Your task: Return the portion of the Poly-Math album review between "Hailing from Brighton, UK, Poly-Math" and "route to madness.", inclusive, without altering a single character.

Passage provided:

● ● ●

The year is 1258. After besieging the city, the Mongol army breaks its way into Baghdad and begins to lay waste to it. Various libraries and seats of accumulated knowledge

6 years ago

The year is 1258. After besieging the city, the Mongol army breaks its way into Baghdad and begins to lay waste to it. Various libraries and seats of accumulated knowledge are targeted including, according to some reports, the House of Wisdom. So many ancient texts were supposedly dumped into the river Tigris that day that the waters ran black with the ink. It is not recorded, however, whether one of these Mongol invaders pauses to wonder aloud whether their actions in the city would one day, some 800 years in the future, inspire seventy minutes of brain-twisting instrumental math-prog. We can but hope.

Hailing from Brighton, UK, Poly-Math has been contorting time and space since 2013. As well as a busy gig calendar, the trio has released a pair of densely packed EPs – Reptiles and Melencolia – and have now given themselves the broader canvas of a long-player to stretch their limbs over. House of Wisdom | We Are The Devil is presented as a double album, with eleven tracks filling nearly seventy minutes. Ambitious.

Further indication of this ambition can be found in the fact that in order to fully bring these new songs to the stage, Poly-Math has augmented their power trio line-up with a keyboard player. That they have resisted the call of the backing track should be applauded, although given their undoubted passion for wonky time signatures, listening to a Poly-Math click track is going to be a sure-fire route to madness.

● ● ●

Saved entries:

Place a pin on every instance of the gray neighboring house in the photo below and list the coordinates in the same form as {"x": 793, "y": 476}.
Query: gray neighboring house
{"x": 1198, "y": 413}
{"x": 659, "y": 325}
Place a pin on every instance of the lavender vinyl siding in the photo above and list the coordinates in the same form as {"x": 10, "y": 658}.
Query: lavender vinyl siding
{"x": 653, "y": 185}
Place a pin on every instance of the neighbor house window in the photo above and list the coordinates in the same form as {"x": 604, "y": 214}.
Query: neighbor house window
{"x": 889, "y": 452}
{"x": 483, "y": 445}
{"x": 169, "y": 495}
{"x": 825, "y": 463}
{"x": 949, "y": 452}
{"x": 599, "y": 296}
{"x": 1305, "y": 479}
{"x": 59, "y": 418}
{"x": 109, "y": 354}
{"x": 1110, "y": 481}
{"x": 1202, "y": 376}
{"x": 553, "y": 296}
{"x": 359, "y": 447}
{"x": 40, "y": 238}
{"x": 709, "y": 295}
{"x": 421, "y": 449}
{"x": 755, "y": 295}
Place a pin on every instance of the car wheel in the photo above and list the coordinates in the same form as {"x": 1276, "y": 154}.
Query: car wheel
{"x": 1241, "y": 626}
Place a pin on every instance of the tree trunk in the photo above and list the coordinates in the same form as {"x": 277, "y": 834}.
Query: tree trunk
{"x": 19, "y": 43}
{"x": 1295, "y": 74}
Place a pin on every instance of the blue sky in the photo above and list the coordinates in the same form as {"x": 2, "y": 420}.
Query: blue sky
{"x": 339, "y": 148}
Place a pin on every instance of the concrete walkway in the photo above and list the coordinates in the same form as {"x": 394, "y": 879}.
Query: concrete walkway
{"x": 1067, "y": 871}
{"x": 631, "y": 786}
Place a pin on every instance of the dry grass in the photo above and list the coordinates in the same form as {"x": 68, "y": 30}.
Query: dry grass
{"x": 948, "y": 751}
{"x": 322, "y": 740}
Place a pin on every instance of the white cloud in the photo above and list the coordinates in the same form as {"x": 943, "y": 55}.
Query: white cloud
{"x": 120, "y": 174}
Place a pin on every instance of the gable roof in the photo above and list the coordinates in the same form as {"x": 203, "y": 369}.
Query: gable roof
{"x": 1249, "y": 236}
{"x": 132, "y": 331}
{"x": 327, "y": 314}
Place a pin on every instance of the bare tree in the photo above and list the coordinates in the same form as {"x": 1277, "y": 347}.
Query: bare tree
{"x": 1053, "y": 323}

● ● ●

Answer section:
Hailing from Brighton, UK, Poly-Math has been contorting time and space since 2013. As well as a busy gig calendar, the trio has released a pair of densely packed EPs – Reptiles and Melencolia – and have now given themselves the broader canvas of a long-player to stretch their limbs over. House of Wisdom | We Are The Devil is presented as a double album, with eleven tracks filling nearly seventy minutes. Ambitious.

Further indication of this ambition can be found in the fact that in order to fully bring these new songs to the stage, Poly-Math has augmented their power trio line-up with a keyboard player. That they have resisted the call of the backing track should be applauded, although given their undoubted passion for wonky time signatures, listening to a Poly-Math click track is going to be a sure-fire route to madness.